▶ _GIVEN INSTRUCTION_: Please output, unchanged, the lines of the listing below from the line containing "of the white" up to and including the line containing "the dock post".

▶ _DATA LISTING_:
++++++

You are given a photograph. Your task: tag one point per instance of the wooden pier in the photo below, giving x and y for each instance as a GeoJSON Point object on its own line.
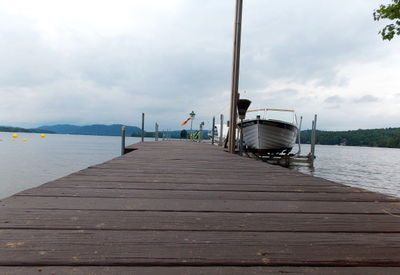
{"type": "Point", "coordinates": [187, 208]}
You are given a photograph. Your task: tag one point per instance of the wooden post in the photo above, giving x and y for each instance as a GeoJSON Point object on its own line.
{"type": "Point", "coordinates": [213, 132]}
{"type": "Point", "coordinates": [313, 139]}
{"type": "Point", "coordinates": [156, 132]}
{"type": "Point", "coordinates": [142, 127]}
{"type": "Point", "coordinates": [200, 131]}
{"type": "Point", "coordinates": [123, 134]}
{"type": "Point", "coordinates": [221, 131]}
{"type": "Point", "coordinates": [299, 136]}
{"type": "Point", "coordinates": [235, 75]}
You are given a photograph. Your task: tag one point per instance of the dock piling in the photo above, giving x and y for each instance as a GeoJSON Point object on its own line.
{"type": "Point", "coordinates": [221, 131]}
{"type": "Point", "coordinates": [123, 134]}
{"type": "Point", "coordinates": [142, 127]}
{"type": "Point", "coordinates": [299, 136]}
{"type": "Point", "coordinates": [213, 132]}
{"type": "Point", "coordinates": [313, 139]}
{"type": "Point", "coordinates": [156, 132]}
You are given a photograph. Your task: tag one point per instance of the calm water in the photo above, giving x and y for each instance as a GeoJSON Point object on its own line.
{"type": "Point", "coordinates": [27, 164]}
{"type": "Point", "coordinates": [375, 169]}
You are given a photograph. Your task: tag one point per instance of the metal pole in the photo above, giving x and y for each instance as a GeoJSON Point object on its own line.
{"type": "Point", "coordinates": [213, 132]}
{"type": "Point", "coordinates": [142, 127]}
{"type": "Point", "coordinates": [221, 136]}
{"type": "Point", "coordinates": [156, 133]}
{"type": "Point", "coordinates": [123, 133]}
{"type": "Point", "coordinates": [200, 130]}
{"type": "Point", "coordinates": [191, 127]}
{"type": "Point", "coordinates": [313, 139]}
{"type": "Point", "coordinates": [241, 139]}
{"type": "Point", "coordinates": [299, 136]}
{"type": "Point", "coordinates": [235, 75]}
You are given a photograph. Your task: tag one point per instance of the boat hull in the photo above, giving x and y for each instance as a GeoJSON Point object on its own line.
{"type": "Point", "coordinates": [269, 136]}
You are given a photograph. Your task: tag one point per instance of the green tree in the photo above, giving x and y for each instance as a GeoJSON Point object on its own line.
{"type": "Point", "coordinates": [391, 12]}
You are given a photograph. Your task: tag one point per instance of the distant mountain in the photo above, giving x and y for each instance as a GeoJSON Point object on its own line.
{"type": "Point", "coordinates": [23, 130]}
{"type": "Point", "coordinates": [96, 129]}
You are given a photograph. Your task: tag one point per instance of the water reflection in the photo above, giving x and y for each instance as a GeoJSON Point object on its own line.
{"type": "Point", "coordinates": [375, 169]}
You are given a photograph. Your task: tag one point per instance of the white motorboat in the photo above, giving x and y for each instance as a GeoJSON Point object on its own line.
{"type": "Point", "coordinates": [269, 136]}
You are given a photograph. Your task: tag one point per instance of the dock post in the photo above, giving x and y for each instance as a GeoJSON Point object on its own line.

++++++

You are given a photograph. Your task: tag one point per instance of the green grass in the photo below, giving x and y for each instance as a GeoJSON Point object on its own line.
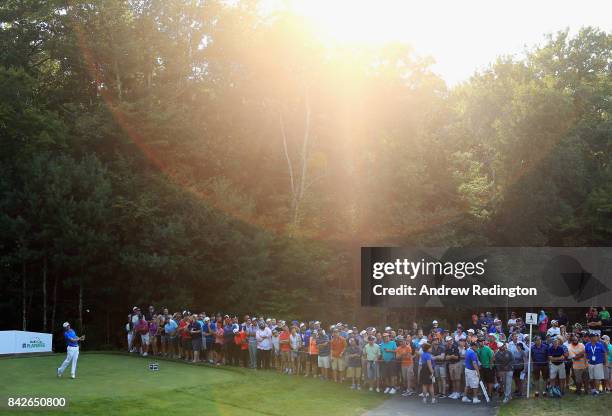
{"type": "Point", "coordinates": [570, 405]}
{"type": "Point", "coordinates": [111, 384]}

++++++

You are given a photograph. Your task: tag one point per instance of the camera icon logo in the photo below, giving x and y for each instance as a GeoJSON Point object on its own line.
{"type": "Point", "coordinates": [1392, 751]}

++++++

▶ _SOLVED EXERCISE_:
You are given a photograph. Your task: tag one point per instance of the white motorboat in the photo above, giving x and y for each instance as a GeoJSON Point object on its own line.
{"type": "Point", "coordinates": [269, 136]}
You are given a photograph. Your task: tag one point per instance of the dock post in the photo above, giving x and y for each instance as a GeoJSON Point object on its own line.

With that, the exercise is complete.